START DATA SUPPLIED

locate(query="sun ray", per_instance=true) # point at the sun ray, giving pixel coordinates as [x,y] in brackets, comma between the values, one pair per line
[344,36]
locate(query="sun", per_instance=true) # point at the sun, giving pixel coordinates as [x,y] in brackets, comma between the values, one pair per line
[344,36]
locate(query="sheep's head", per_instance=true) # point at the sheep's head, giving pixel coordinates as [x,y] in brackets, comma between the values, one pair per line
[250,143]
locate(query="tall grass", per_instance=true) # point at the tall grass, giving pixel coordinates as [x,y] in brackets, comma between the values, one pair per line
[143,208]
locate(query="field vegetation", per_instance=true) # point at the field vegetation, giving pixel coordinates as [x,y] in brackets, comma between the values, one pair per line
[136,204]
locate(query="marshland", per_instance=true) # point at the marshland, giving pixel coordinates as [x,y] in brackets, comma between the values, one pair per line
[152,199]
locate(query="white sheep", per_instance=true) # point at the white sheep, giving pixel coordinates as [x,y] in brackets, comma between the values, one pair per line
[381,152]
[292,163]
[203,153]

END DATA SUPPLIED

- **GIVEN REQUEST**
Lay out all of the rows above as a numbered list, one line per item, and skip any blank lines.

- **SOLVED EXERCISE**
1. locate(query="sun ray", per_instance=true) # point at the sun ray, giving pixel coordinates as [x,y] in brackets, comma between the values, one pair per line
2. [344,36]
3. locate(query="sun", per_instance=true) # point at the sun, giving pixel coordinates as [x,y] in brackets, comma between the values, one pair per line
4. [344,36]
5. locate(query="sheep's head", per_instance=true) # point at the sheep's head, giving pixel coordinates as [x,y] in brackets, comma between the values, one pair per line
6. [250,143]
7. locate(query="tall grass", per_instance=true) # point at the tall grass, giving pixel coordinates as [x,y] in brackets, comma between the values, one pair per line
8. [143,208]
9. locate(query="field vegetation", per_instance=true) # point at the field vegetation, giving pixel coordinates as [x,y] in brackets, comma between the values, one pair per line
10. [136,204]
11. locate(query="marshland", per_instance=true) # point at the marshland, giving pixel coordinates as [x,y] in brackets, comma between the values, one pair per line
12. [152,199]
13. locate(query="white sheep", per_instance=true) # point at the white sheep, giving pixel coordinates as [x,y] in brackets, comma between the values, one pair per line
14. [381,152]
15. [292,163]
16. [203,153]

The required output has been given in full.